= Zu erledigende Aufgaben =
- 1) Fasse im OGH-Beschluss den Absatz, der mit „Mit Beschluss vom 30. April 1985“ beginnt, kürzer zusammen und behalte dabei seine wesentlichen Tatsachen bei.
- 2) Gib aus dem OGH-Beschluss den Abschnitt von „European Case Law“ bis einschließlich „selbst zu tragen.“ wortgetreu wieder.

= Vorliegender Text =
-------

OGH 19Ob5/16y

OGH19Ob5/16y14.2.2017

Der Oberste Gerichtshof hat durch den Senatspräsidenten Univ.‑Prof. Dr. Neumayr als Vorsitzenden, die Hofrätin Dr. Hofer‑Zeni‑Rennhofer sowie die Anwaltsrichter Dr. Buresch und Dr. Klaar als weitere Richter in der Wiederaufnahmesache der Berufungswerberin *****, über die Berufung der ***** gegen den Bescheid des Ausschusses der Rechtsanwaltskammer Wien (Plenum) vom 14. Juni 2016, AZ 1531/85, nach mündlicher Verhandlung den

Beschluss

gefasst:

European Case Law Identifier: ECLI:AT:OGH0002:2017:0190OB00005.16Y.0214.000

 

Spruch:

Der Berufung wird nicht Folge gegeben.

Die Berufungswerberin hat ihre Kosten des Rechtsmittelverfahrens selbst zu tragen.

 

Begründung:

Mit Beschluss vom 30. April 1985, AZ 1531/85, verfügte der Ausschuss der Rechtsanwaltskammer Wien, Niederösterreich und Burgenland die amtswegige Löschung der nunmehrigen Berufungswerberin in der Rechtsanwaltsliste, weil mit Beschluss des Handelsgerichts Wien vom ***** 1985, *****, ein gegen sie gestellter Konkursantrag mangels eines zur Deckung der Kosten des Konkursverfahrens voraussichtlich hinreichenden Vermögens gemäß § 72 KO rechtskräftig abgewiesen worden war und dadurch die Berechtigung zur Ausübung der Rechtsanwaltschaft gemäß § 34 Abs 1 lit a RAO erloschen war. Die von der nunmehrigen Rechtsmittelwerberin gegen den Beschluss vom 30. April 1985 erhobene „Vorstellung“ wurde mit Beschluss des Ausschusses der Rechtsanwaltskammer für Wien, Niederösterreich und Burgenland vom 28. Mai 1985 zurückgewiesen

Die gegen die Beschlüsse vom 30. April 1985 und vom 28. Mai 1985 erhobenen Berufungen der nunmehrigen Berufungswerberin wurden mit Beschluss der Obersten Berufungs- und Disziplinarkommission für Rechtsanwälte und Rechtsanwaltsanwärter (OBDK) vom 8. Juli 1985, Bkv 2/85, als unzulässig zurückgewiesen, dies im Wesentlichen mit der Begründung, dass die damals geltenden Bestimmungen der RAO zwar Rechtsmittel gegen die Verweigerung der Eintragung in die Rechtsanwaltsliste und die Liste der Rechtsanwaltsanwärter vorsahen, nicht aber gegen Verfügung der Löschung eines Rechtsanwalts in der Rechtsanwaltsliste.

-------

= Bereitgestellte Daten =
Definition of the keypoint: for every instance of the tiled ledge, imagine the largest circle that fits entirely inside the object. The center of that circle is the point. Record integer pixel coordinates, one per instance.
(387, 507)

-------

= Lösungen =
- 1) Am 30. April 1985 (AZ 1531/85) ordnete der Ausschuss der Rechtsanwaltskammer Wien, Niederösterreich und Burgenland von Amts wegen an, die heutige Berufungswerberin aus der Rechtsanwaltsliste zu löschen. Zuvor hatte das Handelsgericht Wien einen Konkursantrag gegen sie rechtskräftig abgewiesen, weil gemäß § 72 KO voraussichtlich kein kostendeckendes Vermögen vorhanden war. Dadurch war ihre Berechtigung zur Ausübung der Rechtsanwaltschaft nach § 34 Abs 1 lit a RAO erloschen. Ihre „Vorstellung“ gegen diesen Beschluss wies der Ausschuss am 28. Mai 1985 zurück.

- 2)
European Case Law Identifier: ECLI:AT:OGH0002:2017:0190OB00005.16Y.0214.000

 

Spruch:

Der Berufung wird nicht Folge gegeben.

Die Berufungswerberin hat ihre Kosten des Rechtsmittelverfahrens selbst zu tragen.